→ WHAT IS ASKED
Reproduce the entries below, swapping each occurrence of "window" for "porthole" and leaving all other text unchanged.

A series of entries

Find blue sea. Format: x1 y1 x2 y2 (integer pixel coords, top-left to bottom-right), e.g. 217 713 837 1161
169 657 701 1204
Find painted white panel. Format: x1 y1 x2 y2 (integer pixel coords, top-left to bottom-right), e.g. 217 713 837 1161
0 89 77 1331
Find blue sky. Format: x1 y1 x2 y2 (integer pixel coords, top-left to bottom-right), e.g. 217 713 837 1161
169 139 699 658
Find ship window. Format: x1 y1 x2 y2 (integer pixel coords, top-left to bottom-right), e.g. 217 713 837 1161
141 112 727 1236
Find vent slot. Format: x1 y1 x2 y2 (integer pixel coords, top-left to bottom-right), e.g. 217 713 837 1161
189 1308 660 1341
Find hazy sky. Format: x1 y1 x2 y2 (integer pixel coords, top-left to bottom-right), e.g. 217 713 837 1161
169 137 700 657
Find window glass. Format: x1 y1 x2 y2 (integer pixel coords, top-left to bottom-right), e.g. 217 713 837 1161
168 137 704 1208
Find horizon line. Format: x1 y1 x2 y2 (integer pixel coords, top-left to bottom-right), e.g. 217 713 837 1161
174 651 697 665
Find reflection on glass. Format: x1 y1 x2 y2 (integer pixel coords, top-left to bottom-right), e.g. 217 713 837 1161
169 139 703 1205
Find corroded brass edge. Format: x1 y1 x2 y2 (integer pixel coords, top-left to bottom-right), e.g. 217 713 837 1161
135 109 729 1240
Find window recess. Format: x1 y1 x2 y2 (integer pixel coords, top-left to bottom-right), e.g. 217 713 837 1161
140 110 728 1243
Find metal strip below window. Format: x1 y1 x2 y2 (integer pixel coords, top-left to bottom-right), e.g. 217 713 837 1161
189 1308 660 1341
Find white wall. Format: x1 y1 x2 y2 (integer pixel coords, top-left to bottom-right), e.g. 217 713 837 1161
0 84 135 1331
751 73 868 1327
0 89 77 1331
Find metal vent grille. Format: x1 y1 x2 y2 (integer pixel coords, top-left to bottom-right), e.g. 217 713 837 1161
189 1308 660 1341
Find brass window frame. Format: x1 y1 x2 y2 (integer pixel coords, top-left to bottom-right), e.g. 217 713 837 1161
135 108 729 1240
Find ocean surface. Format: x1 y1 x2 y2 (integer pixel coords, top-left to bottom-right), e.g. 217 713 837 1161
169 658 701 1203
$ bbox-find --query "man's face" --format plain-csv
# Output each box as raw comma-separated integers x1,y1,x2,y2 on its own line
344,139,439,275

→ WRITTEN SOLUTION
Find blue sea. Format: x1 y1 x2 y2 (integer pixel coords, top-left to bottom-right), e.g. 217 713 837 1161
169 657 701 1204
Find painted white panel. Format: x1 y1 x2 y2 (integer pixel coords, top-left to bottom-right), e.g. 217 713 837 1161
0 89 77 1331
Find blue sky. Format: x1 y1 x2 y2 (integer pixel coords, top-left to bottom-right), e.g. 217 713 837 1161
169 139 699 658
Find ship porthole. Format: x1 y1 x2 y2 (integer pixel coords, top-left to bottom-right), e.g. 217 713 837 1161
141 112 727 1236
Find vent slot. Format: x1 y1 x2 y2 (integer pixel coords, top-left to bottom-right), e.g. 217 713 837 1161
189 1308 660 1341
Find hazy sky. Format: x1 y1 x2 y2 (integer pixel coords, top-left to bottom-right), e.g. 217 713 837 1161
169 137 700 657
Find porthole glass. Format: x1 y1 x2 y2 (integer pixel coords, top-left to bottom-right), e.g. 217 713 837 1161
168 137 704 1208
Find horizon line. Format: x1 y1 x2 y2 (integer pixel coords, top-left to bottom-right), e.g. 217 713 837 1161
174 651 697 665
Find reflection on glass. Format: x1 y1 x2 y2 (integer pixel coords, top-left to bottom-right), e.g. 217 713 837 1161
169 139 703 1205
Find corroded brass edge. Format: x1 y1 x2 y2 (integer pixel coords, top-left to bottom-right), e.g. 217 713 837 1161
135 109 729 1240
Find porthole recess. Format: x1 y1 x2 y2 (integer pixel coords, top-left to bottom-right), e.g. 217 713 837 1161
140 110 728 1243
Find metal strip below porthole. Format: x1 y1 x2 y2 (integer pixel coords, top-left to bottom-right), e.g. 217 713 837 1161
189 1308 660 1341
Find white wall. Format: x1 y1 x2 y2 (integer pixel coords, top-left to bottom-right), e.g. 217 713 837 1161
0 84 135 1331
751 73 868 1327
0 89 77 1331
Find metal vent grille. Format: x1 y1 x2 y2 (integer pixel coords, top-left to bottom-right), e.g. 217 713 837 1161
189 1308 660 1341
Find brass porthole frame. Format: x1 y1 x2 y2 (integer pixel coords, top-left to bottom-right), e.g. 217 713 837 1161
135 108 729 1240
Find ocean surface. Format: x1 y1 x2 y2 (integer pixel coords, top-left to bottom-right), e.g. 217 713 837 1161
169 658 701 1203
$ bbox-find --query "man's face" --format plain-csv
# Output each box as raw comma-separated integers x1,y1,x2,y2 on its own line
344,139,439,275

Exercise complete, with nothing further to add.